● **RECORDS FOR THE EXERCISE**

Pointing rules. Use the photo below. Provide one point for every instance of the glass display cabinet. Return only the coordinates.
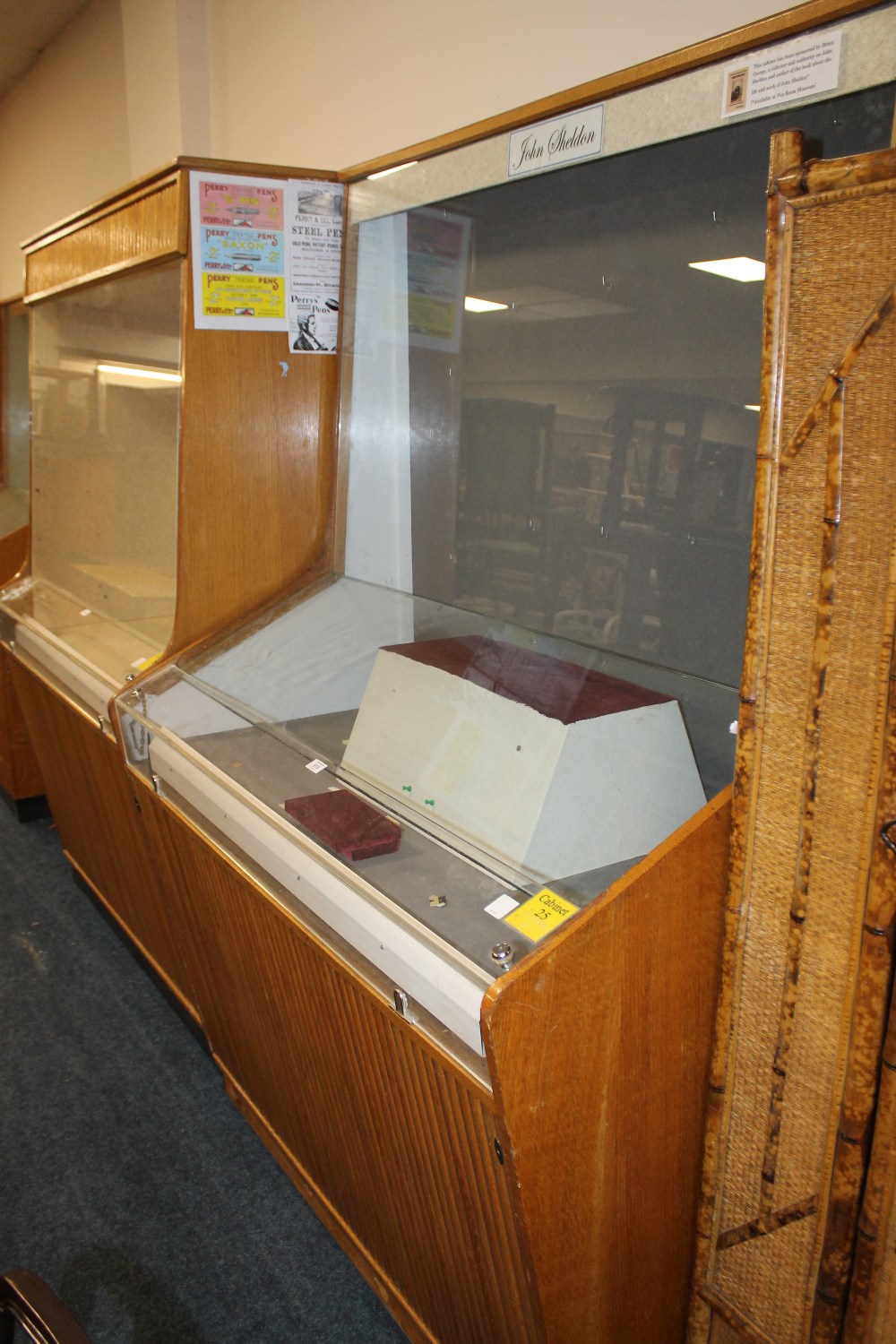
(452, 820)
(13, 433)
(166, 459)
(19, 774)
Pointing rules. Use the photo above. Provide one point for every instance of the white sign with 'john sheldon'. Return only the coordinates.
(551, 144)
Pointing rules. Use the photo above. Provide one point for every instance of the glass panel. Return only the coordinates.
(492, 747)
(13, 496)
(107, 401)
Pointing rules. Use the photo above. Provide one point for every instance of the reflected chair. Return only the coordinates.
(27, 1301)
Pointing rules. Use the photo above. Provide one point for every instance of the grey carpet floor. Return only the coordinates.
(126, 1177)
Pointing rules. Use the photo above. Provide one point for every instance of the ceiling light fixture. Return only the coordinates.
(732, 268)
(156, 375)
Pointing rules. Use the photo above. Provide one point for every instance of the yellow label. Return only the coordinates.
(540, 914)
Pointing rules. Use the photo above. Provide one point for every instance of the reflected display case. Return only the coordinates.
(19, 774)
(166, 461)
(452, 819)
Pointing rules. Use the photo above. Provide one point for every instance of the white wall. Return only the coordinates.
(362, 80)
(320, 83)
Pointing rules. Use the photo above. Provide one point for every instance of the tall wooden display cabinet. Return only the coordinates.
(167, 461)
(788, 1249)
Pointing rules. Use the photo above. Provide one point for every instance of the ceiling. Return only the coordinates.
(27, 27)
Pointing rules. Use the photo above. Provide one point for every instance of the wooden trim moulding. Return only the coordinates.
(96, 277)
(754, 35)
(151, 182)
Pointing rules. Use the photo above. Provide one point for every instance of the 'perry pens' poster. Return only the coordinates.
(239, 273)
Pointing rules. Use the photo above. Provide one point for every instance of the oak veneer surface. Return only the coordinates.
(255, 473)
(872, 1296)
(19, 771)
(599, 1045)
(806, 970)
(101, 828)
(392, 1136)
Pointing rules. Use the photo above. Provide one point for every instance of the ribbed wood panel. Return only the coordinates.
(872, 1298)
(142, 228)
(599, 1046)
(101, 828)
(19, 773)
(806, 969)
(386, 1129)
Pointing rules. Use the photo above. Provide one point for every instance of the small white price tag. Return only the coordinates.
(501, 906)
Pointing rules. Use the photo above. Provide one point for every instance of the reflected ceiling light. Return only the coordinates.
(732, 268)
(155, 375)
(387, 172)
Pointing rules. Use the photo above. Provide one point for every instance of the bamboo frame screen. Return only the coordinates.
(812, 889)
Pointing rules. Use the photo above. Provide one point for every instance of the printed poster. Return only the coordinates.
(239, 274)
(437, 265)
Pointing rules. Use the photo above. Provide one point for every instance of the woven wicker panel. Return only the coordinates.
(812, 774)
(872, 1301)
(723, 1333)
(142, 228)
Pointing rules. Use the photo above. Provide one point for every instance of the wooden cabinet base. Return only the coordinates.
(104, 830)
(554, 1204)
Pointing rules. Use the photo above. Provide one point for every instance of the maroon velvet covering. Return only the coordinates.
(346, 824)
(557, 690)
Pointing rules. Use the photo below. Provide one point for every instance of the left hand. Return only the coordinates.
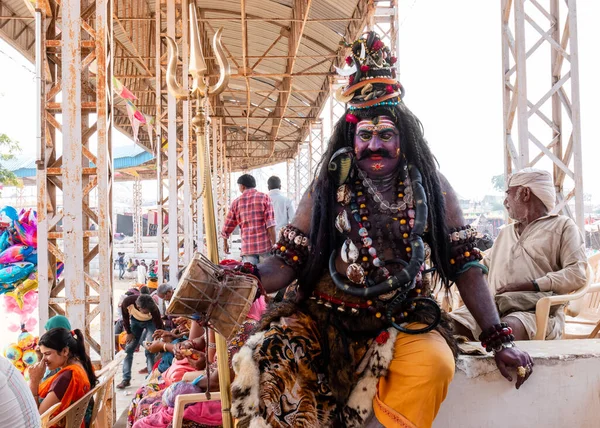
(514, 358)
(516, 286)
(36, 372)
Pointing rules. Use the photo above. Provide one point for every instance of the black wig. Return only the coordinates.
(323, 236)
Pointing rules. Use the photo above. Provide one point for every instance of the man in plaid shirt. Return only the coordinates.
(253, 212)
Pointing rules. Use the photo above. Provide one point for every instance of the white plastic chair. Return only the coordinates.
(542, 308)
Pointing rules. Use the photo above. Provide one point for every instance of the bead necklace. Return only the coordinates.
(385, 206)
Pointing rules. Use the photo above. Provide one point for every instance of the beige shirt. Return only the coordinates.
(550, 250)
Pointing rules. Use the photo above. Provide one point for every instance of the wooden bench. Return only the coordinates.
(102, 414)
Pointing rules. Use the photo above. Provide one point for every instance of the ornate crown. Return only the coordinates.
(371, 76)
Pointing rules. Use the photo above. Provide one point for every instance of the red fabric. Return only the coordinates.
(253, 212)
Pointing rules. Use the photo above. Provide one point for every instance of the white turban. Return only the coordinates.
(539, 182)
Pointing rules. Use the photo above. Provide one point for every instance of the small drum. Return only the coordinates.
(210, 293)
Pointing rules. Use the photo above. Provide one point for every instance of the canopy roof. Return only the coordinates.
(282, 55)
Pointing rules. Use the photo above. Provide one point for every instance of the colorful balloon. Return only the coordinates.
(16, 253)
(20, 365)
(26, 233)
(26, 340)
(21, 290)
(15, 272)
(30, 357)
(10, 212)
(13, 352)
(4, 240)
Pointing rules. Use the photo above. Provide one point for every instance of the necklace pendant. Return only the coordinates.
(343, 195)
(349, 252)
(387, 296)
(342, 222)
(356, 273)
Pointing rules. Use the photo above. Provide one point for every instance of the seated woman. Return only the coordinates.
(203, 414)
(149, 394)
(64, 350)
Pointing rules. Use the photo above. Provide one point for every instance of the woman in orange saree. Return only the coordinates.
(65, 350)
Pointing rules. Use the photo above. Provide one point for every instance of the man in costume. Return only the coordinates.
(360, 342)
(536, 256)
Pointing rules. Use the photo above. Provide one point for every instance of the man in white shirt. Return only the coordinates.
(283, 206)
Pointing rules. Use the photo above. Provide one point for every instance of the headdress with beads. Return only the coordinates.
(371, 76)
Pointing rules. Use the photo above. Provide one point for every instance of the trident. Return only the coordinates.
(199, 92)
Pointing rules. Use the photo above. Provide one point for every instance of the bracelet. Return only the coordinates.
(504, 346)
(292, 247)
(469, 265)
(493, 337)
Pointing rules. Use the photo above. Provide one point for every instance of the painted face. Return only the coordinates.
(53, 358)
(377, 146)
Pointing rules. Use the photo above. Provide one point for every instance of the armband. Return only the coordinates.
(292, 247)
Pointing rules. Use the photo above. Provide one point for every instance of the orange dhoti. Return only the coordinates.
(417, 381)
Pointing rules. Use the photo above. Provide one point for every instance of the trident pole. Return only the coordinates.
(199, 94)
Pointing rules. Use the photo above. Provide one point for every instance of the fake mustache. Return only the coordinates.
(382, 152)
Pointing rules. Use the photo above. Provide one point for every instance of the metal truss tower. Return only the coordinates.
(74, 166)
(543, 115)
(138, 221)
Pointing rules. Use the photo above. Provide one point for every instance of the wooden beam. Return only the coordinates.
(300, 10)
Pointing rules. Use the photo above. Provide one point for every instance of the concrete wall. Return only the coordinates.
(563, 391)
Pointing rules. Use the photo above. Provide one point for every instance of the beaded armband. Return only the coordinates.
(463, 253)
(496, 337)
(292, 247)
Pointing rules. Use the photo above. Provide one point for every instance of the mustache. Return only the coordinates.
(382, 152)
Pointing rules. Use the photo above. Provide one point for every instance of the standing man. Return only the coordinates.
(283, 207)
(253, 212)
(139, 313)
(141, 273)
(121, 261)
(538, 255)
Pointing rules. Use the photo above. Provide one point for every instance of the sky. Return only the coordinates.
(450, 65)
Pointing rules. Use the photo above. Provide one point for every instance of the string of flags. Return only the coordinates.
(136, 117)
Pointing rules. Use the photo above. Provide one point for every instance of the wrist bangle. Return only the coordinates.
(504, 346)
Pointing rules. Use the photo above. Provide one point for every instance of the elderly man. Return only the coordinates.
(540, 254)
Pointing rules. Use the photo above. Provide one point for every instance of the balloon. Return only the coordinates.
(21, 290)
(27, 234)
(16, 253)
(32, 258)
(30, 357)
(10, 212)
(16, 271)
(19, 365)
(26, 340)
(13, 352)
(4, 240)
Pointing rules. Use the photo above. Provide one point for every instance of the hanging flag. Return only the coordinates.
(150, 129)
(122, 91)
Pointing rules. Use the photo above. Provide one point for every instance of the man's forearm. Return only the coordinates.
(275, 274)
(476, 295)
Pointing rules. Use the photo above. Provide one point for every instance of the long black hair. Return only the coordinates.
(323, 236)
(61, 338)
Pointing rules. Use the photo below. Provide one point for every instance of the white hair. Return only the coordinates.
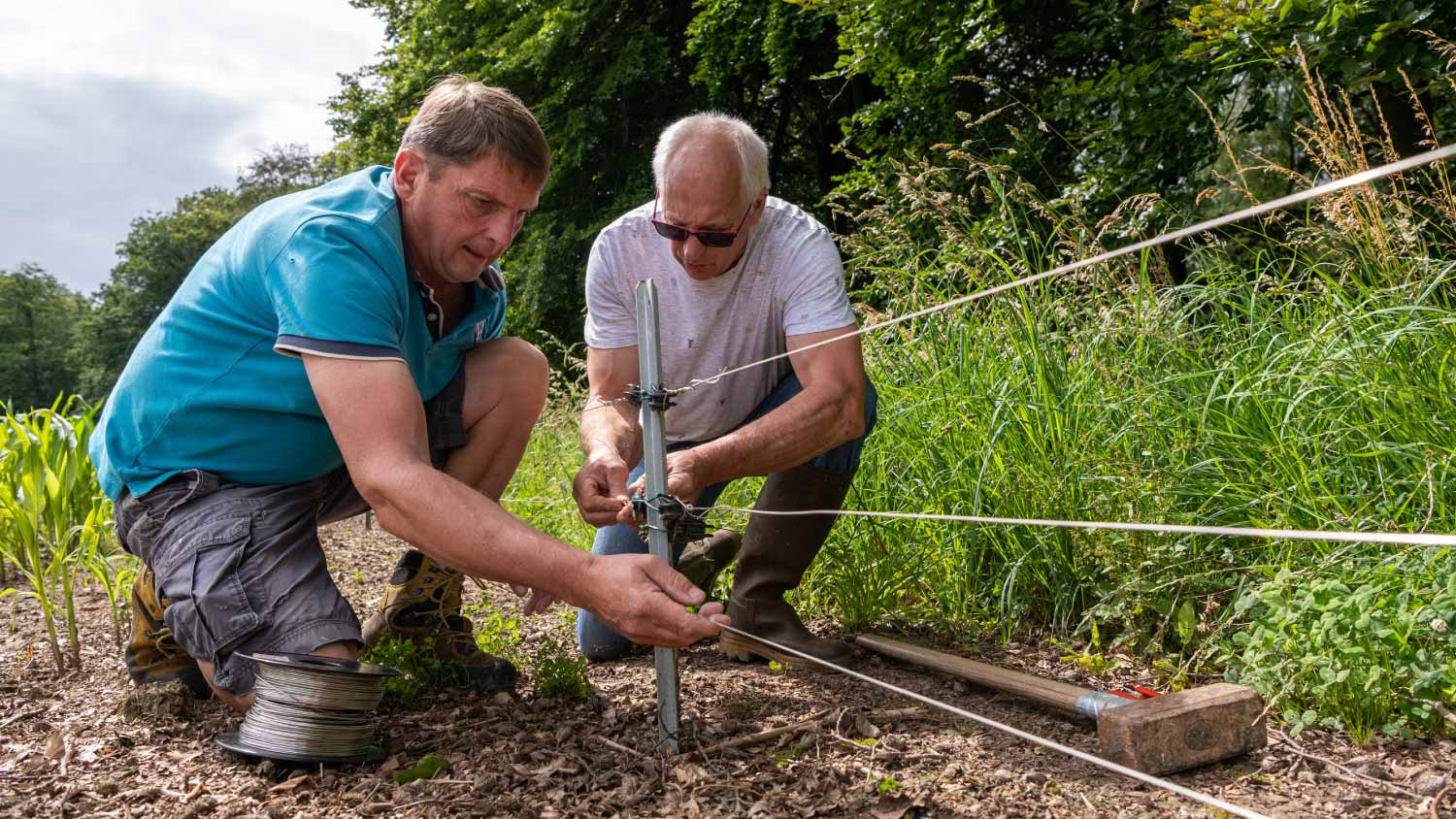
(753, 154)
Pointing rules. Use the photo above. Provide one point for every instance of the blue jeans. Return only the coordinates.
(596, 639)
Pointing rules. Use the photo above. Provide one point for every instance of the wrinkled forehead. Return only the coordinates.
(495, 178)
(704, 186)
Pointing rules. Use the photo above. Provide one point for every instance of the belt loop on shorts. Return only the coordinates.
(203, 484)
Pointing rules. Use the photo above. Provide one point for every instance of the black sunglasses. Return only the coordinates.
(708, 238)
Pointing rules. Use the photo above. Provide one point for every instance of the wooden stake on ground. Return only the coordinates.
(1158, 737)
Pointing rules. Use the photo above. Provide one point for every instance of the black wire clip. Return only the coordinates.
(667, 507)
(658, 398)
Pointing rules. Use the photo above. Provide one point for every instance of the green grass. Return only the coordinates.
(1304, 377)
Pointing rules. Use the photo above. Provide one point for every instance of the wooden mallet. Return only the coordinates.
(1158, 735)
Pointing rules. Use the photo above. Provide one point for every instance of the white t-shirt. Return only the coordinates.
(788, 282)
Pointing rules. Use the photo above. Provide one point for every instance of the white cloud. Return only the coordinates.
(118, 108)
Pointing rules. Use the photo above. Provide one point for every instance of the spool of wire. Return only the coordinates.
(311, 708)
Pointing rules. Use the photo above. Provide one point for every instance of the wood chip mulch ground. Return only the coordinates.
(823, 745)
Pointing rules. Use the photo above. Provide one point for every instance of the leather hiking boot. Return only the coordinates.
(153, 653)
(704, 559)
(422, 606)
(777, 551)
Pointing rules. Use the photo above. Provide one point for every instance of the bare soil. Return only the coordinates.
(92, 745)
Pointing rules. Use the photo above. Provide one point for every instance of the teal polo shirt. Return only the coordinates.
(217, 381)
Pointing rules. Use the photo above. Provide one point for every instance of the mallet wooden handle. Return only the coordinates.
(1060, 696)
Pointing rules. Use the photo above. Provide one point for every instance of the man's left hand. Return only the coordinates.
(539, 601)
(686, 478)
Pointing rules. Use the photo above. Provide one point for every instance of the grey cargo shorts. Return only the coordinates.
(242, 565)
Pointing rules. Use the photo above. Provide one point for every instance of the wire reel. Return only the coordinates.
(311, 708)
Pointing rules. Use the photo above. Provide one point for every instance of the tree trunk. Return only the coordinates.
(1404, 127)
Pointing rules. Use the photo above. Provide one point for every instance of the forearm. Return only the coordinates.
(468, 531)
(611, 428)
(810, 423)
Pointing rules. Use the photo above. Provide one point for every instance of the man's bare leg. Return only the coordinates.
(506, 390)
(343, 649)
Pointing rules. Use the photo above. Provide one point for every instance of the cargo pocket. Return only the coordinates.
(215, 612)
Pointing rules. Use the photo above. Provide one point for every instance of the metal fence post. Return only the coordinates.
(654, 460)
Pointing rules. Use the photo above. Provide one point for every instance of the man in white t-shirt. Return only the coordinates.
(740, 277)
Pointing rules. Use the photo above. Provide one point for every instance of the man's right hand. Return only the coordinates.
(644, 600)
(602, 489)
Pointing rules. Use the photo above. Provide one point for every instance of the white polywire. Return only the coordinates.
(1403, 539)
(1164, 239)
(987, 722)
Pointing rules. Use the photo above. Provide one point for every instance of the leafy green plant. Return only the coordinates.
(1371, 650)
(559, 671)
(424, 672)
(497, 633)
(57, 519)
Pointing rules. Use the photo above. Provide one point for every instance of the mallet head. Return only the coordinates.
(1182, 731)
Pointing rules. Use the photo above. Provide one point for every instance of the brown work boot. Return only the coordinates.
(777, 551)
(422, 606)
(153, 653)
(704, 559)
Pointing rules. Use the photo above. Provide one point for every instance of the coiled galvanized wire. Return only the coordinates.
(312, 708)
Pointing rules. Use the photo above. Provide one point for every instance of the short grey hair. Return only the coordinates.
(753, 154)
(462, 121)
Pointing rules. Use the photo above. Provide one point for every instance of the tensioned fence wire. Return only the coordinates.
(1401, 539)
(1406, 539)
(1327, 536)
(1438, 154)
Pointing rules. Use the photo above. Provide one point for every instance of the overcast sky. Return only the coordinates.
(114, 108)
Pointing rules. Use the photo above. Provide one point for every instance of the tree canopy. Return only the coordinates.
(1091, 101)
(40, 319)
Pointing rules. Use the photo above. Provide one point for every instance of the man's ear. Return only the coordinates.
(757, 207)
(410, 169)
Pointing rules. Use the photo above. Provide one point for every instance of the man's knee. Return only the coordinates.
(596, 640)
(510, 370)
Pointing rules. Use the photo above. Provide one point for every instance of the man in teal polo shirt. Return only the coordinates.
(340, 349)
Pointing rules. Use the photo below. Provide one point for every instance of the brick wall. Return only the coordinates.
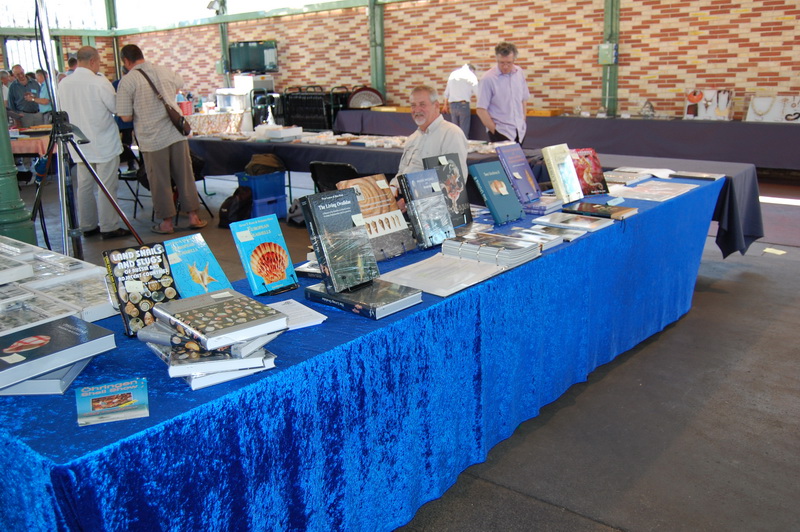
(665, 48)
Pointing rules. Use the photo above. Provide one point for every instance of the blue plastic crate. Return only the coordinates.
(264, 185)
(265, 206)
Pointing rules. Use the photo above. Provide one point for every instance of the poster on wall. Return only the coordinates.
(708, 104)
(774, 109)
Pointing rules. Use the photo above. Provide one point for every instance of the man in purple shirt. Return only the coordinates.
(502, 96)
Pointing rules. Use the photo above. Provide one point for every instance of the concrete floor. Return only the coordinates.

● **WRITTEN PROBLEM**
Could you give the part that opens with the line containing "of wire. Return only the coordinates." and closes with the line containing "(1404, 127)" again, requests included and unchanged, but with every coordinate in the answers scaled by 1.75 and rounded to a whole number, halves rounding up? Return only those rows.

● **OUTPUT FOR THIS EXERCISE**
Pointing rules. Use the photo above. Provide one point for every instance of the spool of wire. Return only the coordinates.
(544, 1239)
Pointing rules. Use the photo above. Provide one point for every instance of the wood chip mulch ground. Return only the coordinates.
(1440, 1304)
Pointing rules. Use the photo above. Provide one point for every instance of the leather hiking boot. Return only the coordinates.
(268, 1143)
(1232, 978)
(739, 1061)
(1360, 964)
Pointing rules. Use the photo above. Provide one point for every instance of the bare soil. Return only the coordinates.
(161, 1304)
Pointing rules. Use the photo above. Provide one point for every instance of the teal polo shirt. Return only the coordinates.
(380, 667)
Pointing rules. Use the photo above. Provide one point for every instance of the mallet wooden handle. Return only the coordinates.
(1855, 1218)
Pointing rules. Use the photo above. Provide one point for every instance of the man's left hand. Return only the coordinates.
(943, 1052)
(1201, 837)
Pointing rules. Use the photo above. Provide one point for every instance of the grey cargo shorts. Return only the coordinates.
(424, 989)
Pointing rules. Use the photo above. Provide one point for every instance of the wire reel. Return only the coordinates.
(544, 1239)
Pointing rules. Use the photo above. Provide one point for every instance of the tree trunk. Return only the coordinates.
(2457, 222)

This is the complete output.